▶ **WHAT IS NEEDED**:
Write out every record below exactly, leaving the pictures out.

(Photo-based referring expression data)
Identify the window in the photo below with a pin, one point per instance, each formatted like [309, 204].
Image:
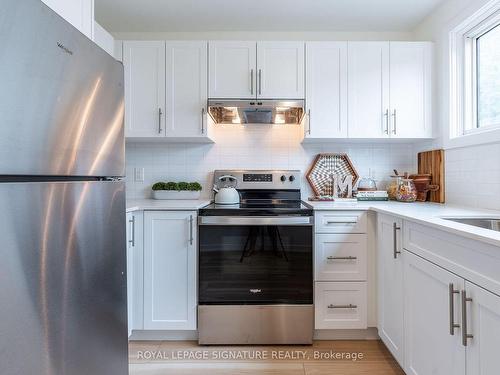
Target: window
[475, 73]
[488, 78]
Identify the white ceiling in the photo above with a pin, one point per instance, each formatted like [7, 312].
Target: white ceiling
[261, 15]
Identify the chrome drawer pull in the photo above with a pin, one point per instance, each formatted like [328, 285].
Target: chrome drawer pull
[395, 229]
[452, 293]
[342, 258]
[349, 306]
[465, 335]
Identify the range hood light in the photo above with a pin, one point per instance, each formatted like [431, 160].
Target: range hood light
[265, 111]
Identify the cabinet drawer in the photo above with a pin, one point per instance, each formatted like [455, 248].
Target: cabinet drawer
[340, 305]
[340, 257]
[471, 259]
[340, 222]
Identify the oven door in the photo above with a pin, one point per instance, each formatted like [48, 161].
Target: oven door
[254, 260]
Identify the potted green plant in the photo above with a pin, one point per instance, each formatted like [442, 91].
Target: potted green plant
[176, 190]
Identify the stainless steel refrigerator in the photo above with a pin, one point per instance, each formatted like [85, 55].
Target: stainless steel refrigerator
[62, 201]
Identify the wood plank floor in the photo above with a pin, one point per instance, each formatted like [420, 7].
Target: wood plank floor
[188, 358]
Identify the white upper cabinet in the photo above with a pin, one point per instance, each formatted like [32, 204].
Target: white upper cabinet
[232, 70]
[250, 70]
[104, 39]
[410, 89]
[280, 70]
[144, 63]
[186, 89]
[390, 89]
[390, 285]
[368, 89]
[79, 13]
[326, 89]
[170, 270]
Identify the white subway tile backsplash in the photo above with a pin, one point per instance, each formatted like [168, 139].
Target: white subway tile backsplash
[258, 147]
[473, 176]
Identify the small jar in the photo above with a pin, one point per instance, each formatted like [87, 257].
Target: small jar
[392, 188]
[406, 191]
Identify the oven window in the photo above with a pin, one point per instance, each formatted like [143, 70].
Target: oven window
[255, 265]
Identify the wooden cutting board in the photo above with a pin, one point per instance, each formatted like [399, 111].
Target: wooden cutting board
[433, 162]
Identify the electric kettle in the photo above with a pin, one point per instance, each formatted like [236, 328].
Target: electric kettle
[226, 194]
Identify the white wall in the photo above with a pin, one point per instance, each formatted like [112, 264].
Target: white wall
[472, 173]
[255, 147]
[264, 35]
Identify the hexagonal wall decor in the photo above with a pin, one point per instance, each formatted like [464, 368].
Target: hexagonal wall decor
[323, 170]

▶ **RESULT**:
Identify the window in the photo below with a pin, one point per instance, each formatted like [309, 204].
Image:
Target: window
[475, 73]
[488, 78]
Identify the white ceiling in the photo above with a pin, one point per instance, each formatted like [7, 312].
Target: white ceiling
[261, 15]
Identify the chrome drawer pull in the photo above with a pin, one point per instance, each formatted like [328, 285].
Target: chrome drawer pull
[395, 229]
[452, 293]
[342, 258]
[349, 306]
[465, 335]
Identify the range hood light in the photo above with a pin, one point per instance, each formatted like [431, 160].
Target: range hood light
[265, 111]
Identify the cabinet drawer in the photo above with a pin, one point per instance, each formatted like [455, 248].
Target: cabinet drawer
[340, 305]
[340, 257]
[471, 259]
[340, 222]
Identify the oven door in the photo above with a pin, one point per instance, each formatted like [48, 161].
Target: oven door
[254, 260]
Identify the potted green plant in the photo above with a pin, one point per instance, each formatted like [442, 91].
Target: potted green plant
[176, 190]
Identify the stainless steel refrigerator in the photo above with a pin, one point per instance, each formatted like [85, 55].
Target: stainless steel refrigerator
[62, 201]
Identify the wood plank floor in the photo above with a pin, one point per instance, each formatted like [420, 7].
Target: wood plank floor
[188, 358]
Identify the white upper cabinet in the photo above with a pin, one point per instance, each formatted like [32, 204].
Target: white upper cabinet
[232, 70]
[250, 70]
[104, 39]
[410, 89]
[280, 70]
[144, 63]
[186, 89]
[390, 89]
[390, 285]
[368, 89]
[79, 13]
[326, 89]
[170, 270]
Identify the white subway tile backsplash in the photo above with a pin, one point per instance, each formatted like [168, 139].
Target: white subway tile backsplash
[258, 147]
[473, 176]
Identify the small jar in the photo above with a pin, one point per instance, each formatted like [87, 257].
Target: small jar
[392, 188]
[406, 191]
Identify the oven window in the photo above with a pin, one point per instance, each formatted like [143, 70].
Target: oven window
[255, 265]
Identify the wooden cutting board in the photo above with a pin, one point per instance, each formatted like [399, 111].
Target: wooden cutting board
[433, 162]
Identify the electric kettle in the photo above with a pin, one point per instance, each formatted like [236, 328].
Target: electric kettle
[226, 194]
Identify the white wall in the photo above with a pin, one point per instance, each formatted like [112, 264].
Target: white wall
[472, 173]
[255, 147]
[264, 35]
Identify the hexagonal wall decor in the photo above with a pin, one point per instance, each formatted like [464, 368].
Target: hexagonal wall decor
[323, 170]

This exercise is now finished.